▶ **WRITTEN TASK**
Please carry the memoir review below on past its last paragraph.

It’s been a long time since I’ve read a memoir, and oh boy... I should’ve picked one up sooner. There’s something so fascinating about watching humans, especially their behavior and their choices, and reading about their lives and struggles from a psychological perspective. You know what I mean? It’s touching. That’s what I mean by this.
I kind of knew from the start that I was probably going to cry while reading this book, but I didn’t expect to be in tears by page 15. Yet... here we are. From the very first pages, this book pulls at the deepest strings of your soul. Especially as a woman who also wants kids, but you know, men these days... I SO get the author’s point of view. Like, OMG. She’s so right. I see right through her and her struggles. This book hit me close to the heart and soul. Publishing something so personal and vulnerable? That’s brave. I’m standing and applauding the author because wow - it’s a heroic act to share thoughts that are so relatable, so raw. The anxiety, the pain, the suffering in those letters? It’s deep. Just saying. Her fear of never marrying again? Damn girl, I see you. I see you sooooooo clearly 😢
Her dilemma about whether to give birth or not, it’s very relatable. She just wants to be financially stable and able to give her child everything they need. That’s responsible. That’s love. And I just want to say, well men?... sad, sad, sad. I wish the world were better when it comes to partnerships between men and women. It would be so much easier if we just respected each other. But as a woman over 25, I KNOW how hard it is to find a good man. A deserving one. One you’d actually want to have kids with. Especially these days.
Watching her try to collect herself after the divorce, after all that love between her and her man? Heartbreaking. Truly. It breaks your heart to see her sorrow on the pages. Anyone who’s been through a divorce or even a breakup with someone they thought was their soulmate, this book will hit you hard. Life is unpredictable, isn’t it?
The topic of having a child with your ex-husband? That’s a dilemma. A HARD choice. All her fears, her struggles, her questions: what if I fall in love again? What if he doesn’t want me because I have a child? It HURTS to live in a world where so many single moms just need some LOVE. It’s both a burden and a liberation, deciding whether to have this child or not. And reading about it? It’s heartbreaking.
This book is emotionally tough. The decision-making process the heroine goes through is intense. Loneliness. Doubts. Sisterhood. Suffering. Joy in love. And so much love for the embryo from its mama. This book has a little bit of everything.
Trying to distract yourself from chaotic thoughts? Memory loss? Making excuses for why you don’t want to do this or that? It’s all so real. When you break up with someone, you want to occupy yourself with everything, but you just can’t. You think about it every day. You want to be distracted, but you also want to cry and feel everything. All the stages of heartbreak and loss? They’re here. And yes, they touch the depths of the soul.
We ARE living in strange times. Marriage, liberty, having kids - it’s all become so complicated. It’s madness.
Quote: “I turned off these ordinary men.” Girl, YES. That’s so right! Haha. I get it so much. My gooooooosh! And you deserve an amazing man by your side, just saying!
Why was this book so touching for me personally? Because it was relatable in so many ways. My own fears and worries as a woman in this harsh world... I’m not gonna lie, it’s still hard to be a woman these days. But maybe one day we’ll be respected equally. Maybe one day, real equality will be fair.

▶ **DATA SECTION**
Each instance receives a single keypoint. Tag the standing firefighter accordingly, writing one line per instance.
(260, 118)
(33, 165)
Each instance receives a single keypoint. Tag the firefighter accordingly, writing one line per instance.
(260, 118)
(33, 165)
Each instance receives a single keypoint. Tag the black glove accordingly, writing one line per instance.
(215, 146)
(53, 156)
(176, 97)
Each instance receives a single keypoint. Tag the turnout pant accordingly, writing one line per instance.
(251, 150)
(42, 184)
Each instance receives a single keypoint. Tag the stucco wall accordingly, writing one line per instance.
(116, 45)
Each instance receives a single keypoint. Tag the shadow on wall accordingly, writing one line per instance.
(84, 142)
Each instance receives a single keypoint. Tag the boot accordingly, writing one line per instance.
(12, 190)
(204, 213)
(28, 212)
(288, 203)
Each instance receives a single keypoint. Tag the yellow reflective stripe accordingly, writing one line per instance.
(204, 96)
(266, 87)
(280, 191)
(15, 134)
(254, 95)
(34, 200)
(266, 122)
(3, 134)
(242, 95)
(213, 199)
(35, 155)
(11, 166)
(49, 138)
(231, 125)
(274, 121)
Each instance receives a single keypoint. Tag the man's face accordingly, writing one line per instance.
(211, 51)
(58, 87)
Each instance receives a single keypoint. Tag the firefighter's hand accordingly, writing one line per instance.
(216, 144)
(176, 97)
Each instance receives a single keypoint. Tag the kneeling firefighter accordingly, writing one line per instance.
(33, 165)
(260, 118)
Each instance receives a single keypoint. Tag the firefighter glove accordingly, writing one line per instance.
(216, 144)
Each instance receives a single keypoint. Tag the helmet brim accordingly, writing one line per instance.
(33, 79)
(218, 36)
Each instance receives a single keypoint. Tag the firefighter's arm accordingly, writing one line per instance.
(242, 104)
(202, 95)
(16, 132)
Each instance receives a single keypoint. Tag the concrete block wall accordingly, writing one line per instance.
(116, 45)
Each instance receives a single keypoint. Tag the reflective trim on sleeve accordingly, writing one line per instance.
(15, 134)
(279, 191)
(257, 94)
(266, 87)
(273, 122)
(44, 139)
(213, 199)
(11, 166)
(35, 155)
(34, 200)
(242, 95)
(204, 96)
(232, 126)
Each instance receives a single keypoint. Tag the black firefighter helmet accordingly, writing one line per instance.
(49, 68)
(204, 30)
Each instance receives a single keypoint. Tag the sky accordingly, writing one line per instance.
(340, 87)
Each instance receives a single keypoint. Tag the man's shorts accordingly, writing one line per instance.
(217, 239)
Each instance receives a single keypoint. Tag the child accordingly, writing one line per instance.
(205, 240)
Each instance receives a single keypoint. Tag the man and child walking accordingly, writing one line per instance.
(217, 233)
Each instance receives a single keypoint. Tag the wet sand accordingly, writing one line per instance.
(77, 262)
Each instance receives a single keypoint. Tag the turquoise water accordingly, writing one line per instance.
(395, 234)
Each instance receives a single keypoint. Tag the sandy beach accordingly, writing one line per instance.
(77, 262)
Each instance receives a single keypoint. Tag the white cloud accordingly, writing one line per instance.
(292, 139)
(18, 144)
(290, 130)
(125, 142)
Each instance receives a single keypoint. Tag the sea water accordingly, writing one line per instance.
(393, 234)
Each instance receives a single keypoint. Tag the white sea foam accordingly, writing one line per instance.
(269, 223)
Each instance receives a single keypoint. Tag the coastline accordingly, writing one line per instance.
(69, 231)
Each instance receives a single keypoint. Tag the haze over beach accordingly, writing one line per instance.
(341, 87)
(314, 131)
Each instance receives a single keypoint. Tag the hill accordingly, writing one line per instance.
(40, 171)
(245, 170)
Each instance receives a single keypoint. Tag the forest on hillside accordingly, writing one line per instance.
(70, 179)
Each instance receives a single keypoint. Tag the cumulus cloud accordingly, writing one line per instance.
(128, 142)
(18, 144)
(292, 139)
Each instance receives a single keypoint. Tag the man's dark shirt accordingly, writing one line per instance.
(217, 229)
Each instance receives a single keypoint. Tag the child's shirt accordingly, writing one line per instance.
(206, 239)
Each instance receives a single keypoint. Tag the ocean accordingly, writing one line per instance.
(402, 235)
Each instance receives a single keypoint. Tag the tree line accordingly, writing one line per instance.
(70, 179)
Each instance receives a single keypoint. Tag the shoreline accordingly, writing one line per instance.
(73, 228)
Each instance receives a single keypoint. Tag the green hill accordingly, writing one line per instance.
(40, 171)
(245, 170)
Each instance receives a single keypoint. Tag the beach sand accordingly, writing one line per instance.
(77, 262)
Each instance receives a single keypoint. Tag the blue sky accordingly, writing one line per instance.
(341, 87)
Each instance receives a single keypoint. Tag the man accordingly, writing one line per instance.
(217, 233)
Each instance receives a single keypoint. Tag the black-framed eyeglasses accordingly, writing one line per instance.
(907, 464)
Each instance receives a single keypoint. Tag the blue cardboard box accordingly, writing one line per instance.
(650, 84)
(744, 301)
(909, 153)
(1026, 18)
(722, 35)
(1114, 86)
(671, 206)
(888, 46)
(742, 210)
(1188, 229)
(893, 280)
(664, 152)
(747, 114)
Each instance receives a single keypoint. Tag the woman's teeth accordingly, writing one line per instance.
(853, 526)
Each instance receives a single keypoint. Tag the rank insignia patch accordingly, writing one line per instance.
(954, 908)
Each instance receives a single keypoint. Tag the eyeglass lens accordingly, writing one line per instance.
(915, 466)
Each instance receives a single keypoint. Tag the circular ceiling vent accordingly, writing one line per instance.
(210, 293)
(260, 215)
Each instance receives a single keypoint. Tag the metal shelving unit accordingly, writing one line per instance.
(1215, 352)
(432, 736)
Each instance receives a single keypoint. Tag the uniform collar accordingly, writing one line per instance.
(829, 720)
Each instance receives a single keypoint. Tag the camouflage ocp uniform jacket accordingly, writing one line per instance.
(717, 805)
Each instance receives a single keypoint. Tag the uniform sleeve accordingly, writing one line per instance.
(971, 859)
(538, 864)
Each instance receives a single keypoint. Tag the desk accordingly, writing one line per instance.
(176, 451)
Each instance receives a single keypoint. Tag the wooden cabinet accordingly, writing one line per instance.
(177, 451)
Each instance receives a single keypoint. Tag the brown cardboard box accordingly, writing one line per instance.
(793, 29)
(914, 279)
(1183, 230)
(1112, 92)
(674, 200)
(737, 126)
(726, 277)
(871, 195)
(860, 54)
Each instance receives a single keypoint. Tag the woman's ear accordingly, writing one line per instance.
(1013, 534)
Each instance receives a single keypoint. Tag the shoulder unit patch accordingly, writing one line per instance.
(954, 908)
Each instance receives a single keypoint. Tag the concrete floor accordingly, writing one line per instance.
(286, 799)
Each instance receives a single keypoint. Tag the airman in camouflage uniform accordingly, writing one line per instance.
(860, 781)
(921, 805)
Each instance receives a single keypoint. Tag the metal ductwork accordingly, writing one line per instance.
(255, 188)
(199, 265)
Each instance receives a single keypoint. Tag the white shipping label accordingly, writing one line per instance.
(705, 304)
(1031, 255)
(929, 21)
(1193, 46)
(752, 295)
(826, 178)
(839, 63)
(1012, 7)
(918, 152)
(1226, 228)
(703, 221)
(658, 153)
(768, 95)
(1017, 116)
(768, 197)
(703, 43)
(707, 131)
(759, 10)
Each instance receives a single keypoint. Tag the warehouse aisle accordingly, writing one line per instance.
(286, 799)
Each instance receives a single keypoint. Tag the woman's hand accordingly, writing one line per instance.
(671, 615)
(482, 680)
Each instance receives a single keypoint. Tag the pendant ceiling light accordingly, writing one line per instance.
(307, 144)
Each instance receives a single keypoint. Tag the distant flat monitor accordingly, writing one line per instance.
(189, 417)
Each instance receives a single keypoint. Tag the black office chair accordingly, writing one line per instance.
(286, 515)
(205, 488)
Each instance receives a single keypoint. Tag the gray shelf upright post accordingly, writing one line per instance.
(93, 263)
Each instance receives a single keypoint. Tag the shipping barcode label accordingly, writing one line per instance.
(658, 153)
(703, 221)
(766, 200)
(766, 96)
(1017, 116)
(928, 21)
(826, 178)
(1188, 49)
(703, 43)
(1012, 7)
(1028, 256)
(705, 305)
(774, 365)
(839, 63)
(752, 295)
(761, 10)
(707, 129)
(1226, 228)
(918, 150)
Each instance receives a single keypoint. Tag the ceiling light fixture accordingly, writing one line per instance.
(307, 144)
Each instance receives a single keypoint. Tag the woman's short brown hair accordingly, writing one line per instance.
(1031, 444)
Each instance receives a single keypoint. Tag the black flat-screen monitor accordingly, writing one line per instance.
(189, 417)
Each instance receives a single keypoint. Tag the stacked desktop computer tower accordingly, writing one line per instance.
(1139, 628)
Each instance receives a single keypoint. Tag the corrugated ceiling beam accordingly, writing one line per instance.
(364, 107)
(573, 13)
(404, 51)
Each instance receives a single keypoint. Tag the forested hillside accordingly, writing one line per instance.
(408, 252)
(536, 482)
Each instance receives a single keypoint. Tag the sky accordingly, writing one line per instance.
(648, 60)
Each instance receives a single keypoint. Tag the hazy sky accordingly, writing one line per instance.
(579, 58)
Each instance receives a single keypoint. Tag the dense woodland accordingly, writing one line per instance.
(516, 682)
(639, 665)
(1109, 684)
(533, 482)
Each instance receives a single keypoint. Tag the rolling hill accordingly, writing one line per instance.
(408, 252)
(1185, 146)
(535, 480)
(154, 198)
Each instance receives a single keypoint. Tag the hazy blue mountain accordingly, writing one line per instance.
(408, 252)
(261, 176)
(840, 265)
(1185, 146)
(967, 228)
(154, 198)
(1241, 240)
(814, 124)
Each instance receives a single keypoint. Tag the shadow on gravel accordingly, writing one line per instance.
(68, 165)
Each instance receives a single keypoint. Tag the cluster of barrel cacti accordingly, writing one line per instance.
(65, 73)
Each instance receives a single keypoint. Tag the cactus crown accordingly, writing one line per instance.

▶ **THE REPLY**
I wish I could include ALL my favorite quotes from this book (most of them are on the Goodreads profile though), but then this review would be endless haha. There’s so much depth and wisdom in this book - about life, philosophy, rhetorical questions with no answers, even now with all the knowledge we have. Haha!
That burning desire for romance that’s always there but never fulfilled? Oh yes. That’s the world we live in.
Some cons: Some word choices like “a flirt” (as in a new romantic interest), “my kid called me” (referring to a man she’s dating), and “my girlfriends” (as female friends) were a bit confusing to me. Maybe it’s a translation thing, perhaps in Serbian it makes more sense, but in English, it felt a little off? That’s why I docked half of a star. The translation was just a bit weird for me personally.
The book felt a bit drawn out at times, but since it’s written in diary format, I can’t really judge what should’ve been removed. Those details were clearly important to the author. It’s just a matter of taste. Some small details like where she went and with whom got lost for me because I couldn’t remember the names of secondary characters or the many "dates". That’s just my issue. I guess what I mean is: it’s unlikely you’ll read this book in one sitting. It took me several days. And I read fast when I’m interested and I was interested, but it’s just morally difficult to read about this journey. It touches the heart, of course.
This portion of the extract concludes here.